* BEGIN RAW DATA *

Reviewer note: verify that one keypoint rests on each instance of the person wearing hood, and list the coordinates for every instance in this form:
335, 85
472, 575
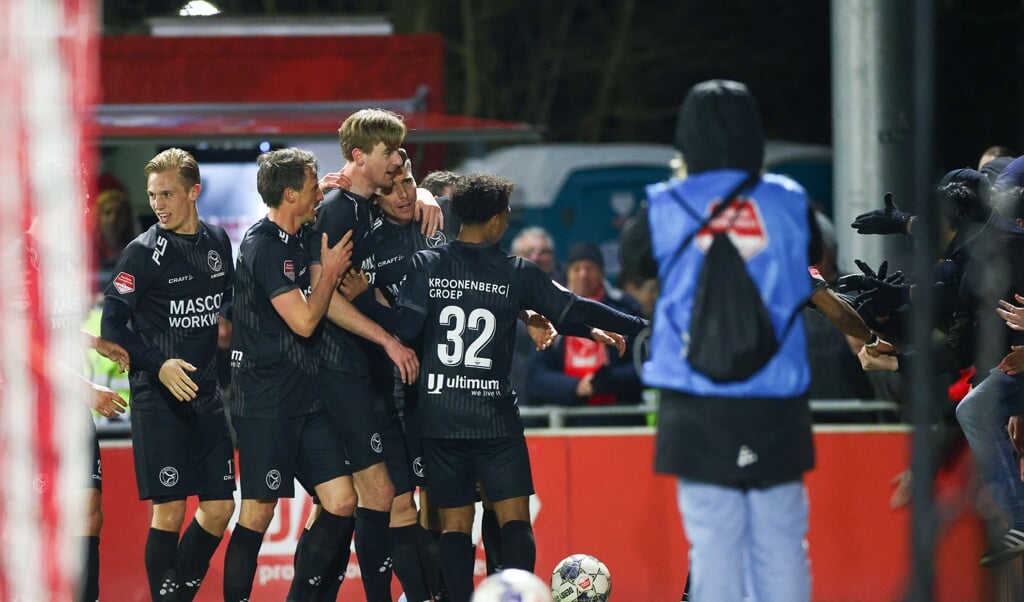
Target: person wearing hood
981, 251
738, 447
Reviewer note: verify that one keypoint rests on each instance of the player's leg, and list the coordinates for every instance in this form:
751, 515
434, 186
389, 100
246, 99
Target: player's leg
715, 520
243, 549
777, 522
322, 467
452, 480
267, 449
430, 535
404, 526
89, 591
353, 410
160, 446
506, 476
162, 548
491, 534
214, 466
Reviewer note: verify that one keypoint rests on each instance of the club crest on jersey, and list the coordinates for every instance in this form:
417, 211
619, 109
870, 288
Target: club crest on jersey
168, 476
437, 240
124, 283
213, 259
743, 221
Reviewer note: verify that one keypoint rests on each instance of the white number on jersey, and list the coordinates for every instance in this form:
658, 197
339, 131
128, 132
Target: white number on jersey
452, 352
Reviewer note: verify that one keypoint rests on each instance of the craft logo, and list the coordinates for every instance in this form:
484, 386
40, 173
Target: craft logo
213, 259
124, 283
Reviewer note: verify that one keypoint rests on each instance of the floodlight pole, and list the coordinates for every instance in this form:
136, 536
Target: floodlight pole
925, 392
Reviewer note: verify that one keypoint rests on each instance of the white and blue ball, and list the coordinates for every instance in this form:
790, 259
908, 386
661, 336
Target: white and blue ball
512, 585
581, 577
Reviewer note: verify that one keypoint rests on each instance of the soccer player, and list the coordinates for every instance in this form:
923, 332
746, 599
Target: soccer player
461, 302
395, 237
65, 312
370, 140
286, 276
163, 306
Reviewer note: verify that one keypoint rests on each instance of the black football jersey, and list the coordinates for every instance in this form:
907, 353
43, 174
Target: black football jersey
273, 370
175, 286
471, 296
341, 212
391, 247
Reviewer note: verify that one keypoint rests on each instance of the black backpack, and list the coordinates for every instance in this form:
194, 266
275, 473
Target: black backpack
730, 336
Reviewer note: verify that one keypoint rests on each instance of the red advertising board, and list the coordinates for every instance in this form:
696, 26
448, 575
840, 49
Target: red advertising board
597, 493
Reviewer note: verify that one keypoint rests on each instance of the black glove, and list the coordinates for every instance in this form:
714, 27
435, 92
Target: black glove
867, 280
883, 221
884, 298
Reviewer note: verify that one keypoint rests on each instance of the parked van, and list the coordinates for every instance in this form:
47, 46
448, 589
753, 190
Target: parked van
587, 191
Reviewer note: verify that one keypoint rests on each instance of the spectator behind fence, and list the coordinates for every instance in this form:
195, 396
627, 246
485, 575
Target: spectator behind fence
536, 245
581, 372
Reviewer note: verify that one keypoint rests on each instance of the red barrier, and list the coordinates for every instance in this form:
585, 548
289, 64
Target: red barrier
597, 493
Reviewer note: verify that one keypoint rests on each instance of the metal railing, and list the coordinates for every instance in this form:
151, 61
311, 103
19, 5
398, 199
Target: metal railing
556, 415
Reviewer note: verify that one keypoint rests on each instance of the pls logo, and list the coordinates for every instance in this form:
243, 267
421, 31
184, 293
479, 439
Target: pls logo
435, 382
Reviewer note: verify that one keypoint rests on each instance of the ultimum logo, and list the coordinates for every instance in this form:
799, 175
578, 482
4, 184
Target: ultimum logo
436, 383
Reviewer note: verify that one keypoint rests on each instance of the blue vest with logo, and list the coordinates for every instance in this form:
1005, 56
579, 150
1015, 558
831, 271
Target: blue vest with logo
771, 233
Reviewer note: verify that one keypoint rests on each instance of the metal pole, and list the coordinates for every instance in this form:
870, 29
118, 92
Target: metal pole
925, 392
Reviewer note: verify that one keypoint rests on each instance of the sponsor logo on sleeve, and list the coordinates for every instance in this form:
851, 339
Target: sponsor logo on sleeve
124, 283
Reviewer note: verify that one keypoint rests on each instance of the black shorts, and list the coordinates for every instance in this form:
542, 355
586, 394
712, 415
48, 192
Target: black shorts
274, 452
357, 415
179, 453
414, 449
95, 480
396, 458
502, 465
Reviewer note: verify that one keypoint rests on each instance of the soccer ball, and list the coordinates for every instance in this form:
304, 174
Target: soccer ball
581, 577
512, 585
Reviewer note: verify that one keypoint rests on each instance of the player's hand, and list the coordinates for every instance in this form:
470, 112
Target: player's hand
428, 213
541, 331
114, 352
612, 339
901, 495
335, 180
883, 348
585, 388
353, 284
107, 402
173, 376
404, 358
879, 362
885, 221
1015, 428
1013, 363
1013, 314
336, 260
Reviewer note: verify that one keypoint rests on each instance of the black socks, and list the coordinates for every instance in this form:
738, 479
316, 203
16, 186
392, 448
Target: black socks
195, 551
456, 552
518, 545
240, 563
321, 547
162, 565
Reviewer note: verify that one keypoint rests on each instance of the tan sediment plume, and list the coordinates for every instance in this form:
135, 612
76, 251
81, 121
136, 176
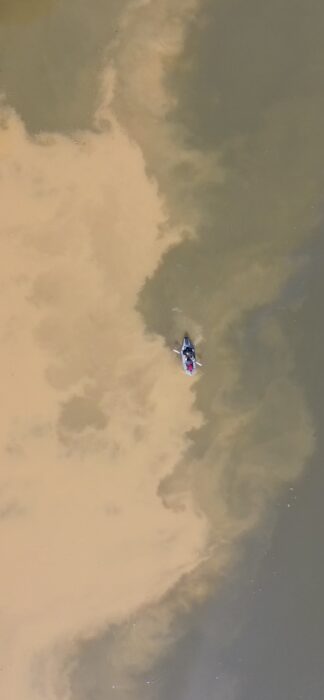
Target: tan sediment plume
87, 427
91, 429
253, 447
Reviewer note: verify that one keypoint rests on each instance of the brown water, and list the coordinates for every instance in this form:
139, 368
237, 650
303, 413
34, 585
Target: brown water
161, 172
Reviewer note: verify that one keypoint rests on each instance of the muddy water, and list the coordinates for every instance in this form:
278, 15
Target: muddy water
161, 172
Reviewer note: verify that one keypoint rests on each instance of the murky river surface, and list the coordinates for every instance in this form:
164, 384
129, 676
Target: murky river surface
162, 172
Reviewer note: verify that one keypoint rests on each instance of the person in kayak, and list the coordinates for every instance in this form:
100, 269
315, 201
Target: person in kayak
189, 353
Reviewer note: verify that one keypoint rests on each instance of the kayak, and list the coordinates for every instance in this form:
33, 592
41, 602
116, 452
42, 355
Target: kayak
188, 356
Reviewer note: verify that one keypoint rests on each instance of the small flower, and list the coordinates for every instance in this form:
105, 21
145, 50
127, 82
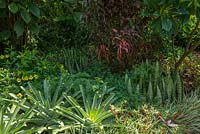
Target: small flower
130, 114
30, 77
19, 95
25, 78
31, 90
19, 80
35, 76
2, 57
7, 56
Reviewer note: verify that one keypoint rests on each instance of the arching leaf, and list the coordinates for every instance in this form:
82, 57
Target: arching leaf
34, 10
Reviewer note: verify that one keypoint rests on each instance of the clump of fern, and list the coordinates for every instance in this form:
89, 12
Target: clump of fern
158, 87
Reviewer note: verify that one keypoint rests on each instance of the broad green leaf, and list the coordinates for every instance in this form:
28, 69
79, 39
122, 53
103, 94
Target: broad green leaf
34, 28
25, 16
13, 7
166, 24
2, 4
34, 10
19, 28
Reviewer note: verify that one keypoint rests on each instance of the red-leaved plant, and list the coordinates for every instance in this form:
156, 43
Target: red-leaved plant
103, 52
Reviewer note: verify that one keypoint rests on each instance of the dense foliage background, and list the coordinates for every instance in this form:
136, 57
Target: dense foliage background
87, 66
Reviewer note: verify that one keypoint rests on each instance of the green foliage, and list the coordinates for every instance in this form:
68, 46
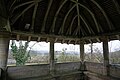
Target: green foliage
20, 54
63, 57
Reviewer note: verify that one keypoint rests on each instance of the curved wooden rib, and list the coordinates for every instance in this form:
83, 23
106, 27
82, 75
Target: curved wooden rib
33, 17
55, 17
61, 30
91, 13
15, 18
22, 5
89, 29
105, 15
45, 18
78, 13
70, 28
117, 6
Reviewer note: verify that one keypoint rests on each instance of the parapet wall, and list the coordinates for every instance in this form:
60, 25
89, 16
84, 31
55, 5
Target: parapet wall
63, 71
96, 71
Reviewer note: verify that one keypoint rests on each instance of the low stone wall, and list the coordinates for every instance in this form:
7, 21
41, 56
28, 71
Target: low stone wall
115, 71
63, 71
96, 71
22, 72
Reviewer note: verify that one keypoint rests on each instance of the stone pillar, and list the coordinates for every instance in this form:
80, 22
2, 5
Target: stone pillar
4, 47
106, 56
52, 63
82, 56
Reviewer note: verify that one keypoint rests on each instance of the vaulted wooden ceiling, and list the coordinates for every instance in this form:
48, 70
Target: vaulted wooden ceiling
68, 21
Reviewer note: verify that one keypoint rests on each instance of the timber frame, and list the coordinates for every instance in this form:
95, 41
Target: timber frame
69, 21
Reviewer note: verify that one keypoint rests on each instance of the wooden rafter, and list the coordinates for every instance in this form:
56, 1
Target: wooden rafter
20, 5
46, 15
34, 15
104, 13
117, 6
55, 17
91, 13
86, 24
65, 37
61, 30
15, 18
70, 28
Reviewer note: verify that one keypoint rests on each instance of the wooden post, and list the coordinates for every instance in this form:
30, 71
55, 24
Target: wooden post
52, 63
106, 56
82, 51
4, 47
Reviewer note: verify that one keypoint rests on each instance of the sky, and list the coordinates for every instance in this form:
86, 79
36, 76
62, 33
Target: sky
43, 46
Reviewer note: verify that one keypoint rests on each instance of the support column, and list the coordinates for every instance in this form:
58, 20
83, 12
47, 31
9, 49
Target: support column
106, 56
4, 47
82, 56
52, 63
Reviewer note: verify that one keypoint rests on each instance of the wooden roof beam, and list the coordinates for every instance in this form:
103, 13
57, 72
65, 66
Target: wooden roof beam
34, 15
78, 13
70, 28
47, 40
38, 40
20, 5
105, 15
63, 41
55, 17
118, 37
117, 5
18, 37
98, 40
68, 41
91, 13
86, 24
61, 30
56, 40
29, 38
17, 16
65, 37
46, 15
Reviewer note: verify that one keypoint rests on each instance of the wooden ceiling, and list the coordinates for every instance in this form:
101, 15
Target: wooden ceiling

* END RAW DATA *

EXERCISE INSTRUCTIONS → Transcribe, word for word, every line from the one containing "of the support" through the final line of the entries, and nothing else.

THE RESPONSE →
Reviewer note: verify that one keypoint rests on each instance of the support column, and list the coordinates for every instance in this form:
58, 20
83, 12
47, 31
9, 49
Target: support column
106, 56
4, 47
82, 56
52, 63
Reviewer note: verify that one keypoint rests on each instance of the wooden roof beam, and list the coordinates for every instance in this form:
103, 13
57, 72
65, 66
Target: wooden roof beam
34, 15
78, 13
70, 28
47, 40
38, 40
20, 5
105, 15
63, 41
55, 17
118, 37
117, 5
18, 37
98, 40
68, 41
91, 13
86, 24
61, 30
56, 40
29, 38
17, 16
65, 37
46, 15
Reviewer note: verify that one keypoint rests on each instance of the wooden ceiling, and list the coordinates for every instance in this form:
101, 15
Target: wooden ceiling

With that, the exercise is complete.